• Source passage

|---|

The Manchu tribute-eaters have gone their ignominious way to obscurity ; Sun Yat-Sen and his following of book-taught theorists have proclaimed the dawn of a new era in the Chinese Republic; and already, amidst the tumult and the shouting of leaders who have not learned to lead, the North is ranging itself against the South in rivalry, whilst Mongolia looks towards Russia for protection, Thibet casts off her allegiance, and Manchuria prepares to follow Korea on the path of geographical gravitation.

Nevertheless, and in spite of all these things, the Yellow Peril bogey continues to oppress the imagination of the Western world : this persistent vision of the Chinese race, roused from its long lethargy, and feverishly arming itself for wars of conquest and revenge. It is a ghost that refuses to be lightly laid. Only a few weeks ago the British Press, gravely discussing the decision of the National Assembly at Nanking to introduce national conscription (they might as well have decided to introduce the minimum wage), estimated China's standing army of the near future at forty millions of men. Some of the most critical and competent of recent observers have succumbed to this obsession, and to that tendency towards generalisation which seeks a common battle-cry for India, China, and Japan. Professor Reinsch, for instance, whose scholarly work on "The Intellectual and Political Currents in the Far East' deserves more than passing attention, has studied the history and literature of China sufficiently to realise and to declare that ' no more fantastic idea has ever played a part in serious politics than that of the military Yellow Peril.' He knows that 'the traditional temper of the Chinese is eminently pacific and quietist.' Yet he apparently ignores the results which follow naturally from the emotional and idealistic qualities of this word-spinning people -qualities which greatly detract from the ostensible importance of its Imperial Edicts and other official pronouncements. Because of the vigorous wording of the Edict of April 1911 on military reform, he is led to believe, in spite of his own convictions, that:

Today we are witnessing the awakening of this vast people to new energies and to more active conduct of affairs. Peaceful China, the land of non-assertion, is fast becoming military. The ideal of national energy, efficiency and strength expresses itself in all public utterances. Great sacrifices are made for military preparation, and throughout the provinces even the children in the schools are put into uniforms and trained in soldierly fashion.

|---|

• What to do
**1)** Quote the passage on the Yellow Peril word for word, starting at "The Manchu tribute-eaters" and ending at "of geographical gravitation.".
**2)** Please answer these questions from the passage on the Yellow Peril:
(a) What did the National Assembly at Nanking decide to introduce?
(b) At what size did the British Press estimate China's standing army of the near future?
(c) In what month and year was the Edict on military reform issued?

• Given material
|---|

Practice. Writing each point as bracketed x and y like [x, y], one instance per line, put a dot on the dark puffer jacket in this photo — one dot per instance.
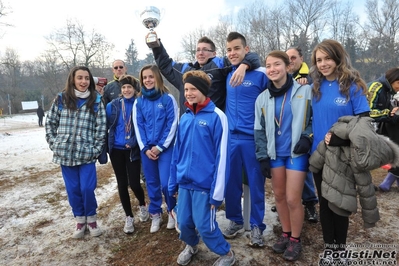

|---|

• Task results
**1)**
The Manchu tribute-eaters have gone their ignominious way to obscurity ; Sun Yat-Sen and his following of book-taught theorists have proclaimed the dawn of a new era in the Chinese Republic; and already, amidst the tumult and the shouting of leaders who have not learned to lead, the North is ranging itself against the South in rivalry, whilst Mongolia looks towards Russia for protection, Thibet casts off her allegiance, and Manchuria prepares to follow Korea on the path of geographical gravitation.

**2)**
(a) National conscription.
(b) Forty millions of men.
(c) April 1911.